[REQUIRED WORK]: Skip every image and restate the data word for word.

** begin LISTING **

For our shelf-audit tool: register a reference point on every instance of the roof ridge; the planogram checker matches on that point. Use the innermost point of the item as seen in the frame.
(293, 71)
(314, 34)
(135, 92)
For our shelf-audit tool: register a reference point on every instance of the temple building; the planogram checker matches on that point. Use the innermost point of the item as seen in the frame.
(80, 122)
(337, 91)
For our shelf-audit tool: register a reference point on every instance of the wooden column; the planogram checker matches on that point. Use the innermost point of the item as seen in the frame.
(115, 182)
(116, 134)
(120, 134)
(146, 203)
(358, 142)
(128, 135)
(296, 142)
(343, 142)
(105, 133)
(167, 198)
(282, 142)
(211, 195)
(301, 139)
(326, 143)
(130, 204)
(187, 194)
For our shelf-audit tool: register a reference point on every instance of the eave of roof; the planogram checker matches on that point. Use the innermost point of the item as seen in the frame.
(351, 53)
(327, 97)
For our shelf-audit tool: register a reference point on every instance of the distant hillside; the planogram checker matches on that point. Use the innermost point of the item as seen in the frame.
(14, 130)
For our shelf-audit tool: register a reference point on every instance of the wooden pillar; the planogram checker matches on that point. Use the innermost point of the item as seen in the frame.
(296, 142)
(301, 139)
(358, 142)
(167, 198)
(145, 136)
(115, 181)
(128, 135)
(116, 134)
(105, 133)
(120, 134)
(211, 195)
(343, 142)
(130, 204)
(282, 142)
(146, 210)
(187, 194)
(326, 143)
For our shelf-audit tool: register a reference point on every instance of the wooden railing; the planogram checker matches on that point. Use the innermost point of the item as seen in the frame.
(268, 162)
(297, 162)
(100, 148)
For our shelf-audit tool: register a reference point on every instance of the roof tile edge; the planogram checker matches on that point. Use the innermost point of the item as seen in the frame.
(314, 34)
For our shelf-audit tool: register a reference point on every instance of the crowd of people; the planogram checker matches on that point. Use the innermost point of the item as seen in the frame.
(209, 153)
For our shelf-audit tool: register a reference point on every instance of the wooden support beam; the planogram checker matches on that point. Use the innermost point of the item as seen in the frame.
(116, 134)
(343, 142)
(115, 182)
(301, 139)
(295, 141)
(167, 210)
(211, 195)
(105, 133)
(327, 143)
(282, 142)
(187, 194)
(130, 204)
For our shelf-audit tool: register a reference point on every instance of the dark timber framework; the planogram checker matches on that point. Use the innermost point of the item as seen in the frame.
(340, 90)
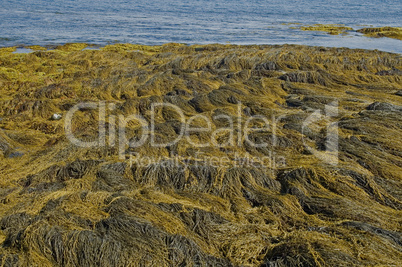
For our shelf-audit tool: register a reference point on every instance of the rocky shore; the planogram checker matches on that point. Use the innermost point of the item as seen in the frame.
(326, 190)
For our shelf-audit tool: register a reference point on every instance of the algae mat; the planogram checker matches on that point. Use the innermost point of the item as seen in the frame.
(315, 181)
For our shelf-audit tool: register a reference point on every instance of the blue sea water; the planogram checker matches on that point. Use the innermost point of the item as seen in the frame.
(49, 22)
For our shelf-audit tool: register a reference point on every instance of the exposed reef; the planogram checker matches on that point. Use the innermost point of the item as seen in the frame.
(390, 32)
(64, 205)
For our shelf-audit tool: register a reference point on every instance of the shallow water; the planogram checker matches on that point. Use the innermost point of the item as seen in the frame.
(47, 22)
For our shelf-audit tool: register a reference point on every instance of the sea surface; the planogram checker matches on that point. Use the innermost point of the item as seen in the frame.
(152, 22)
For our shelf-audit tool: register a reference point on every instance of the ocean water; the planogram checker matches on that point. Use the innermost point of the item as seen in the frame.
(50, 22)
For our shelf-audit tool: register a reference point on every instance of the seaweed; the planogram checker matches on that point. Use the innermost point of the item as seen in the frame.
(63, 205)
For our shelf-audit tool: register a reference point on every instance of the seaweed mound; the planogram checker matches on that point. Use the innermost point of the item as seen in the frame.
(390, 32)
(323, 190)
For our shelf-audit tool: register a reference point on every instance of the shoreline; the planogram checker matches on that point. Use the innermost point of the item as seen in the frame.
(211, 155)
(24, 49)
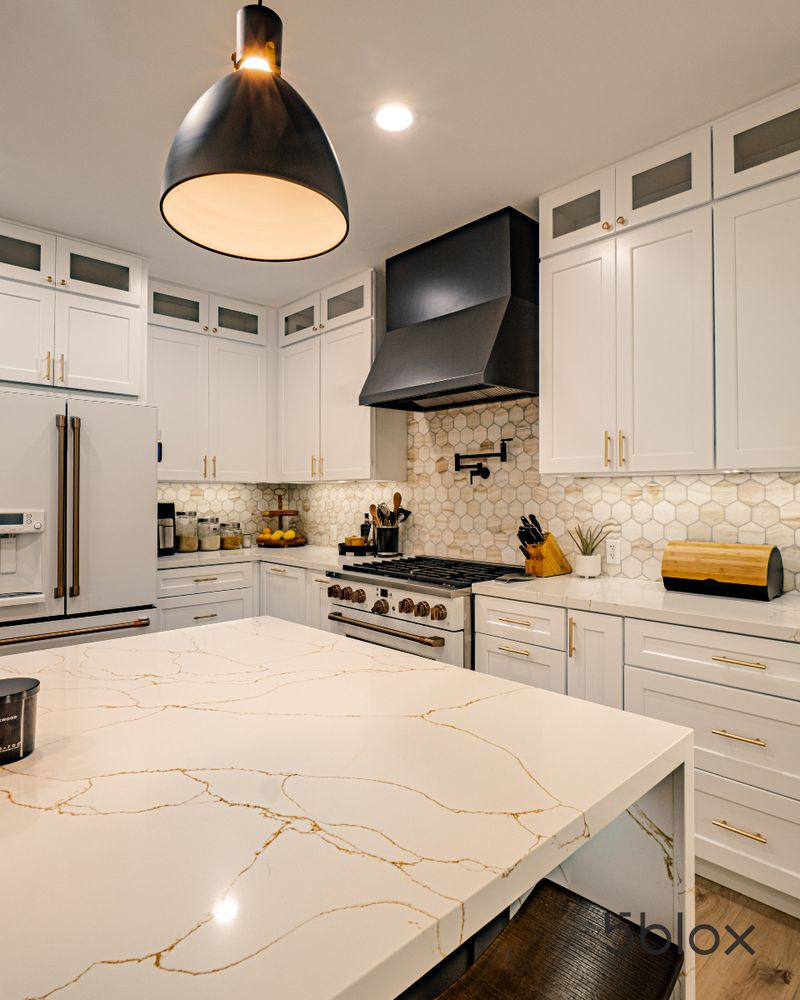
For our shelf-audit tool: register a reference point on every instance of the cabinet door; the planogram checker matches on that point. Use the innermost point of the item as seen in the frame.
(299, 319)
(577, 369)
(577, 213)
(757, 262)
(237, 320)
(669, 178)
(759, 144)
(27, 321)
(298, 411)
(27, 254)
(178, 387)
(594, 658)
(345, 427)
(98, 345)
(97, 271)
(237, 412)
(520, 662)
(177, 307)
(665, 347)
(346, 302)
(283, 592)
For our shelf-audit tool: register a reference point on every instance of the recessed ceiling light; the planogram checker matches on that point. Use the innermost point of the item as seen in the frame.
(394, 117)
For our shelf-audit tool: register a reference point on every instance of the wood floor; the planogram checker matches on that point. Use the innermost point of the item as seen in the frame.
(773, 973)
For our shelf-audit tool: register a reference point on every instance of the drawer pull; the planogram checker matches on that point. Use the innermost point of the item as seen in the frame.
(753, 741)
(724, 825)
(740, 663)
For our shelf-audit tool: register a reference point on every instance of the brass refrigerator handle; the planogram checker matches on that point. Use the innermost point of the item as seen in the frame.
(67, 633)
(75, 589)
(61, 424)
(423, 640)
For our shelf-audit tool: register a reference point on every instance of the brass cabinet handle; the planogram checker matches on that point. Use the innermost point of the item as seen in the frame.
(17, 640)
(724, 825)
(753, 664)
(61, 555)
(752, 740)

** end LISTING **

[OUTPUT]:
For our shelf-audit tool: register a reference point on every instance of the roof ridge; the planogram checker matches on that point. Use the innermost point of the item as seen in the frame.
(293, 71)
(314, 34)
(135, 92)
For our shelf-audit tool: register a reference point on every instance of the temple building; the planogram checker matches on that point. Use the innermost point of the item as seen in the frame.
(80, 122)
(337, 91)
For our shelf-audit tool: register a reference point on every instance of the wooden column; the planogram checker matches on that point. Use the innermost point of the item as seen in the frame.
(115, 182)
(116, 134)
(120, 134)
(146, 203)
(358, 142)
(128, 135)
(296, 142)
(343, 142)
(105, 133)
(167, 198)
(282, 142)
(211, 195)
(301, 139)
(326, 143)
(130, 204)
(187, 194)
For our shelf-audit tool: register a reference point on every instance of the eave of roof; the planogram checker matches on that point. Use the innermost point of the item as seen in the frame.
(351, 53)
(327, 97)
For our shelf-audit tool: register a reference point on every instance of the distant hillside; the planogram checker matches on that point. Use the innermost point of the item as seen in the frame.
(14, 130)
For our shelf-audit tool: register a reference point on every instance of the wooden pillar; the planogram checker matches on that point. Use the innermost point of the item as seen in the frame.
(296, 142)
(301, 139)
(358, 142)
(167, 198)
(145, 136)
(115, 181)
(128, 135)
(116, 134)
(105, 133)
(120, 134)
(211, 195)
(343, 142)
(130, 204)
(282, 142)
(146, 210)
(187, 194)
(326, 143)
For our shelf-audit tool: register a reference point on every instance of the wooden railing; the planogram checker matches on that point. Use the innermost point of the item as seen in the frame.
(268, 162)
(297, 162)
(100, 148)
For our shelf-audit tool: register a reference point on every instance of the roof tile edge; the planogram checker matches on that point. Use the innermost point of the item as seen in the frame.
(314, 34)
For our shelf-audit tool: register a reference point on every instance of the crowd of people; the planogram checker matches on that point. Use the innermost point of the item as seen in the frame.
(209, 153)
For our shelf-audit tool: register a reference point on every instance of the wooden support beam; the planogram checker matches on that point. Use the innermost point of the item as seen in the frame.
(116, 134)
(343, 142)
(115, 182)
(301, 139)
(295, 141)
(167, 210)
(211, 195)
(105, 133)
(327, 143)
(282, 142)
(187, 194)
(130, 204)
For our shelf-audit tool: register a reference point on every instance of the dark timber framework; the planogram checker matches on that point. Use the innermost point of the item as seen in the frame.
(340, 90)
For our shelf-audit tool: register a reference point on every instance of the rocky shore; the planogram checker matches on that point. Use the innermost point of the item as seen in the frame.
(326, 190)
For our shelf-audit tool: register a reference point on every instance of the algae mat; the planogram checker matches on that point. Use the innermost point of the item as seen in the frame.
(315, 181)
For our shelf-audit tool: register a reference point on every instance of the blue sea water; the planogram checker matches on that point. Use the innermost point of the item as seen in the frame.
(49, 22)
For our shelf-audit tool: register a reference point on every instance of the exposed reef; the planogram checker matches on that point. Use the innermost point of the item as seen in the frame.
(390, 32)
(64, 205)
For our shelf-audit tool: register a reference point on every instance of the shallow water; the planogram checker matches on that point. Use the innermost point of the item as seen in the frame.
(47, 22)
For our shelf-audit tool: register a reference point on every instance of the sea surface; the planogram checker matches on that point. Use the innermost point of the item as seen in the frame.
(152, 22)
For our shelf-audit tool: register a reference point on every instance of the ocean water; the planogram checker matches on that point. Use the innermost point of the item as seen in the frame.
(50, 22)
For our shelf-audit tool: register a reference point on every instance of the seaweed; the planogram checker matches on that point. Use the innermost point of the item as seen in the frame.
(63, 205)
For our shelf-audit tool: register a reference point on every instance of the seaweed mound; the planogram checker matches on that point. Use the innermost point of the item as seen in the frame.
(390, 32)
(323, 190)
For our shelf-audit tool: register a reference point on every instance of the shoreline; the planogram checker matches on that point. Use the innermost point of the item as seen in the frame.
(211, 155)
(24, 49)
For our shelf-audit tool: register a reference point on every instance of the cabinet door; the planogram checker matches on that point. Use the innermost point of the item as seen in the frame.
(299, 319)
(577, 369)
(577, 213)
(757, 262)
(237, 320)
(669, 178)
(759, 144)
(27, 321)
(298, 411)
(27, 254)
(178, 387)
(594, 658)
(345, 427)
(98, 345)
(97, 271)
(237, 412)
(520, 662)
(177, 307)
(665, 347)
(346, 302)
(283, 592)
For our shelf-audit tool: register a reference point on every instance of the recessed ceiling light; the planogram checker matches on that point. Use the innermost point of the item as seen in the frame.
(394, 117)
For our shelf-audit tool: register a reference point on every instance of the wood floor; the planogram checker matches on that point. Use the innermost point of the item as seen in the frame.
(773, 973)
For our shelf-audit tool: register a reference point on every instance of the drawer pull; the planogram checker matches on that point. Use the innermost point of the item as seen in the frame.
(753, 741)
(724, 825)
(740, 663)
For our shelf-audit tool: register a reference point on every instance of the brass refrigerator handle; the planogram checker matches on that point. Use the innermost point of the item as seen in the frame.
(67, 633)
(75, 589)
(61, 424)
(423, 640)
For our shelf-audit tool: register a reference point on every instance of the brass cabinet handle; the planogram checker matches on that point. Use the innermost point of the item as seen in the frame.
(17, 640)
(724, 825)
(753, 664)
(61, 555)
(752, 740)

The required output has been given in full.